- **WHAT THE EXERCISE ASKS**:
Your answer should be every line of the records that contains the word "headscarf".

- **MATERIAL PROVIDED**:
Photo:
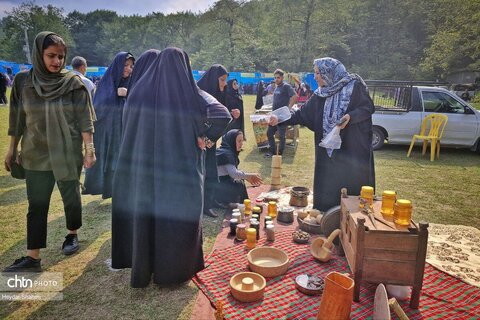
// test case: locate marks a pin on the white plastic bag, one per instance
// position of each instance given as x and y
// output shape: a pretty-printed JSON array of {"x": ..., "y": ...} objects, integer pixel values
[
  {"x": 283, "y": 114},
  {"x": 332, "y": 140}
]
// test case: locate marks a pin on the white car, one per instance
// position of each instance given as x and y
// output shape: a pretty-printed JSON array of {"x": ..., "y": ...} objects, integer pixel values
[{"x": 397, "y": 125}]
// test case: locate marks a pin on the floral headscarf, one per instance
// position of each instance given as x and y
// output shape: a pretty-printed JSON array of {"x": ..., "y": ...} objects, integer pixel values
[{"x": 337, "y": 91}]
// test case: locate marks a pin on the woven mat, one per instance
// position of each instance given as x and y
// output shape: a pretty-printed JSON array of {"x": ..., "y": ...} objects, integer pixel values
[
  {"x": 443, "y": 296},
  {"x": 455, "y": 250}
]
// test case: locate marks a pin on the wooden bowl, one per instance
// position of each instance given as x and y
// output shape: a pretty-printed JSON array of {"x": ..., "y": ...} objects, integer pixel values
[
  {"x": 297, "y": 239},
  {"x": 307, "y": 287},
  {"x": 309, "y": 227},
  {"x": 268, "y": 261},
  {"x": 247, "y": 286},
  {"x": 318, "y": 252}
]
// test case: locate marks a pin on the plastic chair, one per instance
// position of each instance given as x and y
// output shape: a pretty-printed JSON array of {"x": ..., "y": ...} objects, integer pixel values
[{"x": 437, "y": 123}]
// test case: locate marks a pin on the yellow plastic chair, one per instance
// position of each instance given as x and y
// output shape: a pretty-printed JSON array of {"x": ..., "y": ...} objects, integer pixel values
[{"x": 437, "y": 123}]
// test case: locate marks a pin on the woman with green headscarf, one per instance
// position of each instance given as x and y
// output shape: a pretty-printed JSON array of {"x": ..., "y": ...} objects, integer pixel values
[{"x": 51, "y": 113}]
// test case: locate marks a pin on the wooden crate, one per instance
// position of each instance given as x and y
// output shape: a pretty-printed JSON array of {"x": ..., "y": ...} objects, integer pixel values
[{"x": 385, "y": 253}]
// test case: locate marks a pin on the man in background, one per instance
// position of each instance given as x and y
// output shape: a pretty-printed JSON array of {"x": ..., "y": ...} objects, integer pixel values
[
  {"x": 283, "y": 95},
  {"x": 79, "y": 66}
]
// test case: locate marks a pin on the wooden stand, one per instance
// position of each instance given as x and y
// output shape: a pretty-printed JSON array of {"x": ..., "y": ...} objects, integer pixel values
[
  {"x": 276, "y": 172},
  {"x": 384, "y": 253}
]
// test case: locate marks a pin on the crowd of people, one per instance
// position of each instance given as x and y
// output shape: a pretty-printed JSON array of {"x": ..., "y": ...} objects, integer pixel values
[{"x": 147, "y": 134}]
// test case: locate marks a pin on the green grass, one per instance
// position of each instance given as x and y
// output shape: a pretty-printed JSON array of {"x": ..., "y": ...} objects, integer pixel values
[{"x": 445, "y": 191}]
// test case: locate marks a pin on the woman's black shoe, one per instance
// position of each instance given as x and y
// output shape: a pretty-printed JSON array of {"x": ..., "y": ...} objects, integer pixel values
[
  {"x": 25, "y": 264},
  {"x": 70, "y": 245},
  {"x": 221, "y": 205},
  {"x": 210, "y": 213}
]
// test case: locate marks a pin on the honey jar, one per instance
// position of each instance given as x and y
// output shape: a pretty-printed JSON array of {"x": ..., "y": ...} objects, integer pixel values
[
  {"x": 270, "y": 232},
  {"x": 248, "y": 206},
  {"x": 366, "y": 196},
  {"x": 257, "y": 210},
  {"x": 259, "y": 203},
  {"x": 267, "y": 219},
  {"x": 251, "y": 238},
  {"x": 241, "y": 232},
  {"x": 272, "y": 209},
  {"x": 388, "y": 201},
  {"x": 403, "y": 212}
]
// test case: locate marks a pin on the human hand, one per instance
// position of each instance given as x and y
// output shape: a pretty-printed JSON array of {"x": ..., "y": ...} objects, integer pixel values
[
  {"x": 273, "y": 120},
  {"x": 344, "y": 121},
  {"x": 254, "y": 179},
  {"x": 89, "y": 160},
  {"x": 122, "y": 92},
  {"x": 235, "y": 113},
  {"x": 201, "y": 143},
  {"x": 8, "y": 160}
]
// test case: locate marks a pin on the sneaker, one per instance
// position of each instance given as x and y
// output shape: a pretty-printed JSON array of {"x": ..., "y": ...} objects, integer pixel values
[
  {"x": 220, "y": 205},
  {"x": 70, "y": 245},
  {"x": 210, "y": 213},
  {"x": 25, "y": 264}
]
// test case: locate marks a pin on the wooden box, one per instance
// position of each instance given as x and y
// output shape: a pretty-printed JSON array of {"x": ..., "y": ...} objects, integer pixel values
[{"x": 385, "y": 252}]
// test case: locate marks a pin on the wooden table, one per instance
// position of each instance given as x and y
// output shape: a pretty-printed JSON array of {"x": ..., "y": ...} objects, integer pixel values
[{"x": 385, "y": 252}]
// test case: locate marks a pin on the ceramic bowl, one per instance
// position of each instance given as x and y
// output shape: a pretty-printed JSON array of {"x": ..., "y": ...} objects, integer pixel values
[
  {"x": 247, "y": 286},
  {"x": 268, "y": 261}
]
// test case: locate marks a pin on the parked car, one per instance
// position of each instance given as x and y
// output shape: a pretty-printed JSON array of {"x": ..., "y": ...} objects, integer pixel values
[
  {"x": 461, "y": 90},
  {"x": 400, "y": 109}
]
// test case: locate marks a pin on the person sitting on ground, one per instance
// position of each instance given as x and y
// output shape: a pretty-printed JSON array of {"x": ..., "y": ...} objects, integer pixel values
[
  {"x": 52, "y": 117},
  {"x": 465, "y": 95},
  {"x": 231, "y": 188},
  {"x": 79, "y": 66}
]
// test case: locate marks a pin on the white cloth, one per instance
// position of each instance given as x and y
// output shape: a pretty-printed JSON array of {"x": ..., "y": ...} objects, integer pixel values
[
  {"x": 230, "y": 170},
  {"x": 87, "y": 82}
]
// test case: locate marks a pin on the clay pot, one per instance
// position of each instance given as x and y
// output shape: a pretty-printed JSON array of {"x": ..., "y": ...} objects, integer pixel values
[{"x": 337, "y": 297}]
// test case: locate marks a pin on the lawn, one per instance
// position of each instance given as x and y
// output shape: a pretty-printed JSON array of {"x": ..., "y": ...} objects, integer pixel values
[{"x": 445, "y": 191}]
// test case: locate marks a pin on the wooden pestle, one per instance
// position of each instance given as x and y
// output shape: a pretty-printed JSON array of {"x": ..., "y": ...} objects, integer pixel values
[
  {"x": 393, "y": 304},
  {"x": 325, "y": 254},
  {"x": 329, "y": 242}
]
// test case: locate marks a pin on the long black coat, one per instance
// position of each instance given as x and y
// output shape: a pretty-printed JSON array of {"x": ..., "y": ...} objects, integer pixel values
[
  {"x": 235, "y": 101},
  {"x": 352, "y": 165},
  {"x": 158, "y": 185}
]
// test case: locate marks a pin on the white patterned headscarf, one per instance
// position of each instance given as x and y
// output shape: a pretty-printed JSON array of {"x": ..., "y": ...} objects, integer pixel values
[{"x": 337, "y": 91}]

- **ANSWER SPACE**:
// test case: locate marks a pin on the floral headscarf, one per instance
// test case: locate marks a pin on the woman with green headscarf, one per instance
// test case: locate marks a pin on the white patterned headscarf, one per instance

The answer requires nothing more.